___ Records shown ___
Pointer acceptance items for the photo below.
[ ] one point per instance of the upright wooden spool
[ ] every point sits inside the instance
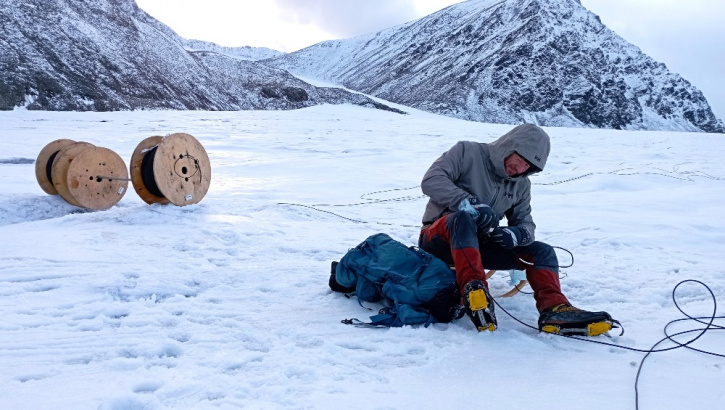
(43, 165)
(60, 167)
(81, 173)
(97, 178)
(181, 169)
___
Requirement. Make an exact copy of all the material, but keep the pictures out of it.

Correct result.
Pointer acceptance items for the photo below.
[ ] one point per instance of the upright wooden spool
[ ] every point sits inside the instance
(43, 165)
(60, 167)
(81, 173)
(97, 178)
(181, 169)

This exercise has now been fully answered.